The problem:
Give the number of lines in the records below that contain the string "mask". Reply with the number alone.

Data for this exercise:
******

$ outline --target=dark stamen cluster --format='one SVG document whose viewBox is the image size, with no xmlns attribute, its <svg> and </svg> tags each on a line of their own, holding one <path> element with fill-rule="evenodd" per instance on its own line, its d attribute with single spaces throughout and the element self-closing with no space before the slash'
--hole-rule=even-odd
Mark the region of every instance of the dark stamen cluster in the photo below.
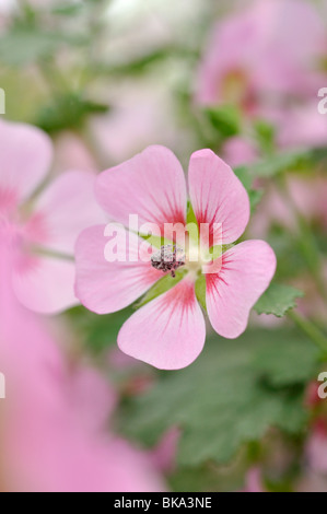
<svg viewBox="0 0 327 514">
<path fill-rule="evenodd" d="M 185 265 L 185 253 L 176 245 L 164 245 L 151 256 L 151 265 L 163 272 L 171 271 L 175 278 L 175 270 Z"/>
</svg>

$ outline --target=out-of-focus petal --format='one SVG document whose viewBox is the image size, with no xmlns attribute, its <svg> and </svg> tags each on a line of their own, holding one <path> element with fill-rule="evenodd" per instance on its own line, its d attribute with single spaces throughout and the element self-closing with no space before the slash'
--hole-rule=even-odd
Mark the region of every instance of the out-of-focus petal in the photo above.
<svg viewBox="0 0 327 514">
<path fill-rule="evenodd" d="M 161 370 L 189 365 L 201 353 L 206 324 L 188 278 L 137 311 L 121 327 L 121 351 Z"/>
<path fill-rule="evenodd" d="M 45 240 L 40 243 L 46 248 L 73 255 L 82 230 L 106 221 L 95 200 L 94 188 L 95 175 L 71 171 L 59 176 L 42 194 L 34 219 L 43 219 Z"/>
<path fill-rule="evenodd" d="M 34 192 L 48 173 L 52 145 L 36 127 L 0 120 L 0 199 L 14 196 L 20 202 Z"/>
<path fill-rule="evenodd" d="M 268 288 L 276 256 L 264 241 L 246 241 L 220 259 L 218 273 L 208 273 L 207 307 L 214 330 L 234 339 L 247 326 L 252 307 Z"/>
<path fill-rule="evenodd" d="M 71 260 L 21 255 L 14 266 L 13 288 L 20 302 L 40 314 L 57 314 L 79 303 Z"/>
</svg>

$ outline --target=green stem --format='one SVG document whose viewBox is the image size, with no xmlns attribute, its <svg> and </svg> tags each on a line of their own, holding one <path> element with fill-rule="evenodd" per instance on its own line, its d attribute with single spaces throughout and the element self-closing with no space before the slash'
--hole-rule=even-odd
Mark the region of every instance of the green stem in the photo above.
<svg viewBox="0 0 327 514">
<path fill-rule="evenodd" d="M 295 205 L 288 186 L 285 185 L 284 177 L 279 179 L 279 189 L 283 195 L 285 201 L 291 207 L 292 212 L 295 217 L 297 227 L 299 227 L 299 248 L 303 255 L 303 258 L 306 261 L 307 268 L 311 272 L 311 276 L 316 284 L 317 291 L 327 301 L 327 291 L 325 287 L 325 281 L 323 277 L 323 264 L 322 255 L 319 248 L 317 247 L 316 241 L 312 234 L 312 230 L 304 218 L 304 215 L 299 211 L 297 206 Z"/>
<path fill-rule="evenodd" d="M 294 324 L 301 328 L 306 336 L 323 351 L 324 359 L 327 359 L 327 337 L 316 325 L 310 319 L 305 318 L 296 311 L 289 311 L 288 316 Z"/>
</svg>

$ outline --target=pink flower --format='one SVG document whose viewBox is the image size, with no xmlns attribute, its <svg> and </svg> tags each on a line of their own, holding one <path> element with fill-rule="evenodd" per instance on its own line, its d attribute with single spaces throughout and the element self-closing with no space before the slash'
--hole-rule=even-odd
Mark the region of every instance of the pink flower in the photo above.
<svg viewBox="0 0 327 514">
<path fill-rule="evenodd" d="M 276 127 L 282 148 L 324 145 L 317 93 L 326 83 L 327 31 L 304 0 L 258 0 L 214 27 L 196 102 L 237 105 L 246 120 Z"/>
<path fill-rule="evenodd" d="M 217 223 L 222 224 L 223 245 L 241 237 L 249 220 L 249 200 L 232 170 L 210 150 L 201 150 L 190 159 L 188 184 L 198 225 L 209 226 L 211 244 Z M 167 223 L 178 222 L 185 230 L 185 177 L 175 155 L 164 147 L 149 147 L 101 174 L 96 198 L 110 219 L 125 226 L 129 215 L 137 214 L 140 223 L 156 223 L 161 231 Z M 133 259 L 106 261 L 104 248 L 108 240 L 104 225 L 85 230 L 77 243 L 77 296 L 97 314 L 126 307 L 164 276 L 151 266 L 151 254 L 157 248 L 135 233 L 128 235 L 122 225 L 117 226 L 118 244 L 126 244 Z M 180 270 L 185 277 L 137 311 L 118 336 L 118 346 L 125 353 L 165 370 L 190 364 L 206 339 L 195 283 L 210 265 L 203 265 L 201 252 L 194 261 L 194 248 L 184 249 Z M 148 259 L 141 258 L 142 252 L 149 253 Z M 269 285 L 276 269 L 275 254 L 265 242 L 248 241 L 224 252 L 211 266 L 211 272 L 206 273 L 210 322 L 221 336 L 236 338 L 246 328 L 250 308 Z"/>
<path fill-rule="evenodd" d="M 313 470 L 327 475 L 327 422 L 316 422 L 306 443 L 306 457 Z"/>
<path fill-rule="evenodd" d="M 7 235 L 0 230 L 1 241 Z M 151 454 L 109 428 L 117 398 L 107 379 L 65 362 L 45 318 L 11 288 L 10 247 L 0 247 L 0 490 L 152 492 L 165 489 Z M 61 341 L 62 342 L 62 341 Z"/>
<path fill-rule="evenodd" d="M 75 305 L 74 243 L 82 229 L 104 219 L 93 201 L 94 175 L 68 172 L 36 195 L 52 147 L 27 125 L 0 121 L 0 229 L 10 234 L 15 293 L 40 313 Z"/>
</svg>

******

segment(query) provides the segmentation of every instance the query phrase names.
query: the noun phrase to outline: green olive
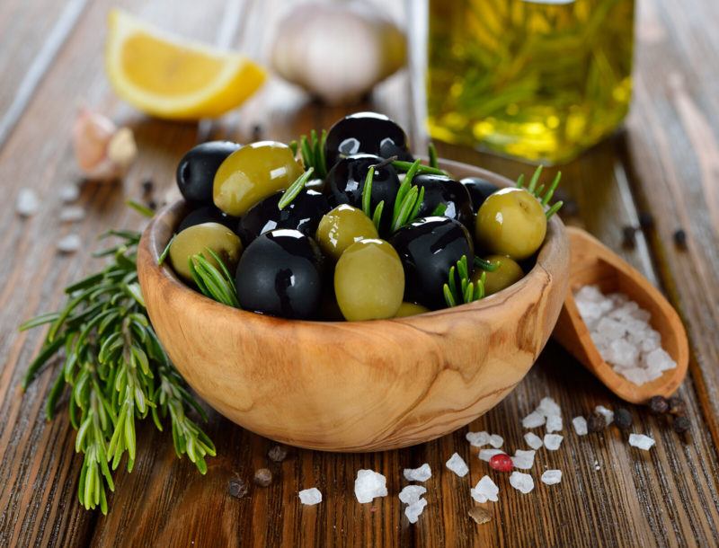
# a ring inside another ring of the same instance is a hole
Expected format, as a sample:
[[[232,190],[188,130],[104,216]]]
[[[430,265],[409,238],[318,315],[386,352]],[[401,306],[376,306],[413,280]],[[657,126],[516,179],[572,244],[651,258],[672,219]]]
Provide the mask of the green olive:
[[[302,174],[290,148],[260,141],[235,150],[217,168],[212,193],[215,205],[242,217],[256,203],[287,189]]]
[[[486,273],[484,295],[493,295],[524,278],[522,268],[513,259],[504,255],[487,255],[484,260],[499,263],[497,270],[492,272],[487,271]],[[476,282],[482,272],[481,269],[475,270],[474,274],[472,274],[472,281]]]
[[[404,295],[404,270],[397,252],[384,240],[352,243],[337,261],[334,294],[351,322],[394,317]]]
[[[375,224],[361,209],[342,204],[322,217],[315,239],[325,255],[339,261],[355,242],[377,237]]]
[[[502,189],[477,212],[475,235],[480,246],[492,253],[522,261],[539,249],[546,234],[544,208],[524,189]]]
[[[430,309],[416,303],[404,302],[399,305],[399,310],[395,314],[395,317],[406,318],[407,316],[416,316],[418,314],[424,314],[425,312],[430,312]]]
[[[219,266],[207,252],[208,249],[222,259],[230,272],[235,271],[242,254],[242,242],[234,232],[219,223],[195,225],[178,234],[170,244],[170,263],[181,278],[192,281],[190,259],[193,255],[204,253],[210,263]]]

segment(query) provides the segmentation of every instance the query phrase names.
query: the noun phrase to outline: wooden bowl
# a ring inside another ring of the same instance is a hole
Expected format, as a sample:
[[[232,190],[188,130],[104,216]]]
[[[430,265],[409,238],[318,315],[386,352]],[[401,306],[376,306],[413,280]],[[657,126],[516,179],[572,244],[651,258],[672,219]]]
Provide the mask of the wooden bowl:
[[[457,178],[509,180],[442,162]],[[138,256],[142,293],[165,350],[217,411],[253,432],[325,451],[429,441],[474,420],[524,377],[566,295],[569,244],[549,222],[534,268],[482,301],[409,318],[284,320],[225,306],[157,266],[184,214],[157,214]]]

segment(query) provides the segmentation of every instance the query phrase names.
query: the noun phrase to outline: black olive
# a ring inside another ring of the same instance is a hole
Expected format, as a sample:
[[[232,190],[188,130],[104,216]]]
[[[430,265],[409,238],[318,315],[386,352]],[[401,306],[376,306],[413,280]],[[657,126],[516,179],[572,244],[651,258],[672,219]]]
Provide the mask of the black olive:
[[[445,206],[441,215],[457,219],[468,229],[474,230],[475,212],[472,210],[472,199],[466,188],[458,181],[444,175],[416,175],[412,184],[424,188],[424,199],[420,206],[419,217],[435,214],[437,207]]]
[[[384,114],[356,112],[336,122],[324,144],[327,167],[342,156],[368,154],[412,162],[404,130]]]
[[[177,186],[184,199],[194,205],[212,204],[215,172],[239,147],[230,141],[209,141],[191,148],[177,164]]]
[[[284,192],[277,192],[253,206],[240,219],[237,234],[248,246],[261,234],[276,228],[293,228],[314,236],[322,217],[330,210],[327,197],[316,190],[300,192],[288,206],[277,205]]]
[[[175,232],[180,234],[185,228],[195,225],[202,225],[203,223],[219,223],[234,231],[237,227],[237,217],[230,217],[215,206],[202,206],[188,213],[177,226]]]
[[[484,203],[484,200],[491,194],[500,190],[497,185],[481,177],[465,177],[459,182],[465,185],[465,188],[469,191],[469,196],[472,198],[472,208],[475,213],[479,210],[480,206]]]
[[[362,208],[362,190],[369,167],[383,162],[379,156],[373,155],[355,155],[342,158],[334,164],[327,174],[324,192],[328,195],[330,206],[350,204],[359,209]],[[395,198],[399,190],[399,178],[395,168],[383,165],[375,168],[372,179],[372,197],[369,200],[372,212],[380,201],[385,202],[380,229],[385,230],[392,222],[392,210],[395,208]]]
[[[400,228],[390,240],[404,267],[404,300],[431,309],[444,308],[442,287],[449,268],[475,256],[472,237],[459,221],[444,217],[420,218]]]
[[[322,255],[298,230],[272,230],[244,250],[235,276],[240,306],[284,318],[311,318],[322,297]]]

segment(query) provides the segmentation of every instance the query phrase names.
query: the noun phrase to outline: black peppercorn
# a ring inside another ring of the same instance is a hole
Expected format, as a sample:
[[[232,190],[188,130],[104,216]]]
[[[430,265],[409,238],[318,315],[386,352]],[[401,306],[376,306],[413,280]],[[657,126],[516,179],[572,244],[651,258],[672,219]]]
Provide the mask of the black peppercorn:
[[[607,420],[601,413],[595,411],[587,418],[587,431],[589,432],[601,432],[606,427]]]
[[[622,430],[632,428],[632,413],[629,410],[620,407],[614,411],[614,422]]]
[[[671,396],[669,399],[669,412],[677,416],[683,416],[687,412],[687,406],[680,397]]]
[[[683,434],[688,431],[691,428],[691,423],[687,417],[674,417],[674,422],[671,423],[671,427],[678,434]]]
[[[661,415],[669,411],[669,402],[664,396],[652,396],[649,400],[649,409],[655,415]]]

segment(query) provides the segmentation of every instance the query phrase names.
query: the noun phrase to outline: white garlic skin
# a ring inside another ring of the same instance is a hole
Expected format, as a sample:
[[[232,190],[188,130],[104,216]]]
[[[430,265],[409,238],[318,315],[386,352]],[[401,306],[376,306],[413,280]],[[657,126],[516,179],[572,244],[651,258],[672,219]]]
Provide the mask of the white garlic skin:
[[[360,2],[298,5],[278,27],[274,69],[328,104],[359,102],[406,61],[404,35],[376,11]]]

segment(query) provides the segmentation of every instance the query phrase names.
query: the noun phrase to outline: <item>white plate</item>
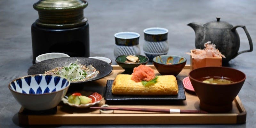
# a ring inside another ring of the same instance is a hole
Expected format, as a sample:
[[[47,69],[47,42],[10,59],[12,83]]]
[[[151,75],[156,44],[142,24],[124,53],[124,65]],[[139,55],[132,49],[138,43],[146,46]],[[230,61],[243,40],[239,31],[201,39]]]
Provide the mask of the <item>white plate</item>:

******

Written response:
6